A glance at what India has said about the World Bank decision seems to point to panic buttons being pressed on the Pakistani side. The Baglihar dam is essentially on line and the changes recommended by the expert are only minor in nature. New Delhi has announced that once again Pakistan has been proved wrong. The Indian Minister, Prof Saifuddin Soz, said that there would be no loss of power generation from the reduction in the dam’s height. He said that India had offered to make this change before Pakistan had approached the World Bank. He said that Pakistan’s biggest objection, the installation of the sluice spillway gates, had been rejected.
Pakistan went to the World Bank in 2005 objecting to India’s design and height of the dam on the Chenab river awarded to Pakistan under the 1960 Indus Water Treaty (IWT). India was not allowed to use its waters but was permitted to produce electricity from its waters. Pakistan as a lower riparian suspected that the dam had been designed to store more water than was allowed for purposes of electricity generation. Many meetings were held, but Pakistani experts were not able to overcome their suspicion that India was constructing “gate-like structures likely to affect Pakistan’s agriculture by making it lose 8,000 cusecs of water every day”.

DATASET EXCERPT:
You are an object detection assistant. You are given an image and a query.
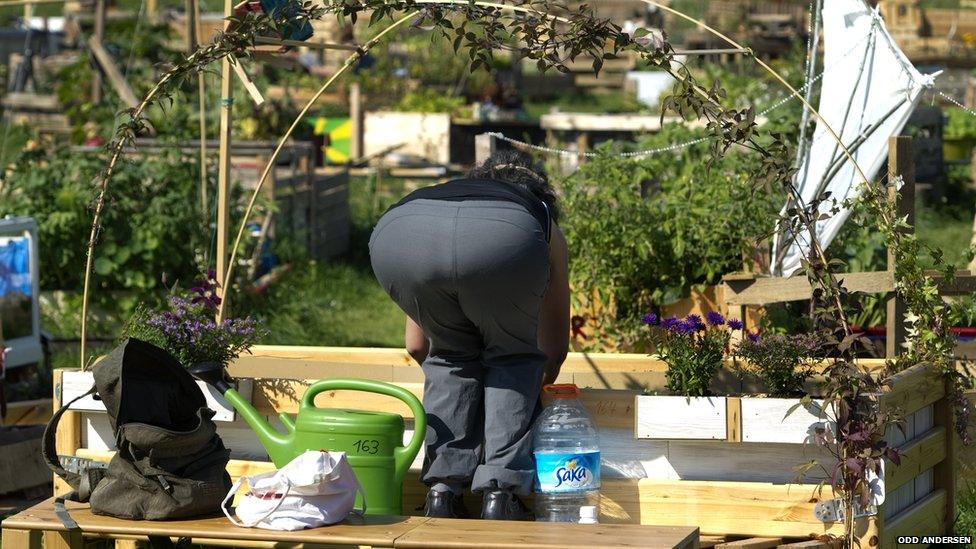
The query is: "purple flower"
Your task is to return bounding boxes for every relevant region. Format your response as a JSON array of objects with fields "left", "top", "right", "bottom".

PROMPT: Carry on the passage about the Baglihar dam dispute, starting right after its last sentence.

RESULT:
Hence, Islamabad, no matter how it looks at the World Bank verdict, cannot claim victory, if only because its objection to the spillway gates has been set aside. While there is no harm in claiming victory — which purports to convey to the people of Pakistan that India has been once again defeated — it would be a mistake not to learn all the lessons embedded in the water dispute and its final denouement. While the matter was given in the hands of specialists, no estimate was made of the psychological orientation of the Pakistani bureaucrat going to India and accepting the Baglihar dam design. In other words, even a Pakistani expert — usually a bureaucrat — is affected by the lower riparian alarmism of the nation.
The Baglihar dam began to be discussed in 1992 and Pakistan lost no time in invoking the IWT to say that it might not allow it. After that, till 2005, when the two countries went for arbitration, a lot of damage was done to India-Pakistan relations. The quarrel over the dam unfolded during the worst years of the Kashmir unrest. Both sides deployed enormous amounts of agitprop to smear each other and arouse fear and loathing. In lower riparian Pakistan those in charge of jihad started naming the water issue as one of the reasons behind the covert war. The public mind in Pakistan was poisoned till the elected governments were destabilised finding themselves unable to allay the sense of insecurity of the people.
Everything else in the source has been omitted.